** start Raw records **

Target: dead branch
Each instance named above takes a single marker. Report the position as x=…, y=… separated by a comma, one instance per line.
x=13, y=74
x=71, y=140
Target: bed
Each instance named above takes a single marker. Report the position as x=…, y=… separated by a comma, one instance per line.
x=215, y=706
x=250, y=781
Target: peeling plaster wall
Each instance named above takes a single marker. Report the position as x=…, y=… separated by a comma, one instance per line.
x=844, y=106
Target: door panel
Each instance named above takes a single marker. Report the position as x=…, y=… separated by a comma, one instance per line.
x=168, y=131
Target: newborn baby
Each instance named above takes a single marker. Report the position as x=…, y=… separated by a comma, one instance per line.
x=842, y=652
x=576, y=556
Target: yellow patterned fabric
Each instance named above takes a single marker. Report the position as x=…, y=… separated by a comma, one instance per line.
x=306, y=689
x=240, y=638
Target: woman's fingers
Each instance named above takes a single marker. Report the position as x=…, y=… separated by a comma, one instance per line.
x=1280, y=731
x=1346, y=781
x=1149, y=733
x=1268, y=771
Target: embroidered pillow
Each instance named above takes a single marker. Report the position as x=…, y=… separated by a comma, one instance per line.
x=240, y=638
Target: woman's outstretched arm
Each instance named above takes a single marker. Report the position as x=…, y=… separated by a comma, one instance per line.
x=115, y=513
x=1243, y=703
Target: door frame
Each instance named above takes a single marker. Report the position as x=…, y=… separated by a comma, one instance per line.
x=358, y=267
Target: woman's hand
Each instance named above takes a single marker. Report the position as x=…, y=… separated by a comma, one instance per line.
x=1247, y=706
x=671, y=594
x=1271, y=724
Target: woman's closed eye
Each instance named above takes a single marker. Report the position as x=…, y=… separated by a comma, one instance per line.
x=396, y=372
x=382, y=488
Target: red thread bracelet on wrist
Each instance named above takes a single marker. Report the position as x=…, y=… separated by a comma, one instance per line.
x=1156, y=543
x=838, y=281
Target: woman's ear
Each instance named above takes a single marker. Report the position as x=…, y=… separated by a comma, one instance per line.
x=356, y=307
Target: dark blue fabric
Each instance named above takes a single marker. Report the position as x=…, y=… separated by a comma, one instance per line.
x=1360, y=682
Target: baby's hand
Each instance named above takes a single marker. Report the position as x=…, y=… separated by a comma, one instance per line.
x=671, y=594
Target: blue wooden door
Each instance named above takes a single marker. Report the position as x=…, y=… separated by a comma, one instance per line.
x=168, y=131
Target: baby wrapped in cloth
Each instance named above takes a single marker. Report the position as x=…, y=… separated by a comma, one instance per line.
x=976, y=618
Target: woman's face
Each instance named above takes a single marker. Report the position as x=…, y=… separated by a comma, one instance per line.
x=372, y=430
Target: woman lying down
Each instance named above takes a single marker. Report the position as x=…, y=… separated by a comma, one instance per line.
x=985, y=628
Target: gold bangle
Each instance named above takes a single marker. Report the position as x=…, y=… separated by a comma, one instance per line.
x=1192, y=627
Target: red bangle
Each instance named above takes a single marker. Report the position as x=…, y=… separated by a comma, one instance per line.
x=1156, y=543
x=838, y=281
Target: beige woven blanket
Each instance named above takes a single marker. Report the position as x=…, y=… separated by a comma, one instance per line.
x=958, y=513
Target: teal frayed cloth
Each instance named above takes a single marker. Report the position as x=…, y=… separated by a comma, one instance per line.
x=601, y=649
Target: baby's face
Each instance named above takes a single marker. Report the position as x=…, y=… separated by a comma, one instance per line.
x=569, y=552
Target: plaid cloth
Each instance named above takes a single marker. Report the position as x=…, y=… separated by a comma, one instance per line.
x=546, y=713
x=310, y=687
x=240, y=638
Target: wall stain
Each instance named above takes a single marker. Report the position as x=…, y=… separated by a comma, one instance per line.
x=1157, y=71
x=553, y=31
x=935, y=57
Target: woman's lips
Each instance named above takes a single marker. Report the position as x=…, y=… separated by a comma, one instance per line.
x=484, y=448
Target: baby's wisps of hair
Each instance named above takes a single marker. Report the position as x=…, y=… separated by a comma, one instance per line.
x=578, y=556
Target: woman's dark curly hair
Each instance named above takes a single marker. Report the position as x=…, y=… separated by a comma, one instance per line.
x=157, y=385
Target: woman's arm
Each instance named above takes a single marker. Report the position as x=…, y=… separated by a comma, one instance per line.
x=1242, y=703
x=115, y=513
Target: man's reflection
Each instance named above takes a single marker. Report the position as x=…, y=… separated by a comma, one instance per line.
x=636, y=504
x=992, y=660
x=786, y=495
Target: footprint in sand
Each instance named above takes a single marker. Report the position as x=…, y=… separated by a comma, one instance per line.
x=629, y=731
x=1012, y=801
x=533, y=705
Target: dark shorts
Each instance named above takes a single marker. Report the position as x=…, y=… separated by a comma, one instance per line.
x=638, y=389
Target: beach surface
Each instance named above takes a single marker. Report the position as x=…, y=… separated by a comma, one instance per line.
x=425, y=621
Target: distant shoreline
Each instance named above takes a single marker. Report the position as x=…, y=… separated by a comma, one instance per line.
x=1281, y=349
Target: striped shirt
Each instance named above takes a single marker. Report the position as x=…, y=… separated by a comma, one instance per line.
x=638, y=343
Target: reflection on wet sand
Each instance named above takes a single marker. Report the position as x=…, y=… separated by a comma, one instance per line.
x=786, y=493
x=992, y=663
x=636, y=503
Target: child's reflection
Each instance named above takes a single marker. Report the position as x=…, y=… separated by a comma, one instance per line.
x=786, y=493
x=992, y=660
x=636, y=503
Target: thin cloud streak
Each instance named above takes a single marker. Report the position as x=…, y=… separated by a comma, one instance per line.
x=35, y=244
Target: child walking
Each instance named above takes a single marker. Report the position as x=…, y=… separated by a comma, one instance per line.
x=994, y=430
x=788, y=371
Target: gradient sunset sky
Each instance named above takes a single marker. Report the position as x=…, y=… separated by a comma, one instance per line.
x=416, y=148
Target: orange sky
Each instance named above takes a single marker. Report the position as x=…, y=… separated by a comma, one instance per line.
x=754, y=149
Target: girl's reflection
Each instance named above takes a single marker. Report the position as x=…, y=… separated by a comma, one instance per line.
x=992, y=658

** end Raw records **

- Directions -
Rewrite only the part of the listing above that opens with the line containing "Target: blue wooden door" and closes with the line containing "x=958, y=513", requests included. Increase every coordinate in the answers by 84.

- Response -
Target: blue wooden door
Each instance named above takes a single marker. Report the position as x=…, y=… separated by a comma, one instance per line.
x=252, y=215
Target: baby wrapped in cloth
Each instance named above takes a single marker. Report the position as x=…, y=… separated by a comma, one instance per line.
x=1060, y=702
Target: woman's face
Each instance named above takes a single marker. Report the position as x=…, y=… separated by a comma, one instance per line.
x=456, y=514
Target: woman lying down
Each instance named above takes a single marker. Report the position as x=…, y=… separated by a comma, one instance per line.
x=1069, y=712
Target: gold bangle
Each instance named above takes a single marker. Report the position as x=…, y=… separated by a comma, one instance per line.
x=1276, y=711
Target: red bangle
Each instance named above takes a single marker. Report the position as x=…, y=… separated by a comma, one instance per line.
x=1240, y=627
x=922, y=365
Target: beige woven blanket
Each instance named above takes a single marker. Report the position as x=…, y=… separated by a comma, one instance per line.
x=1042, y=597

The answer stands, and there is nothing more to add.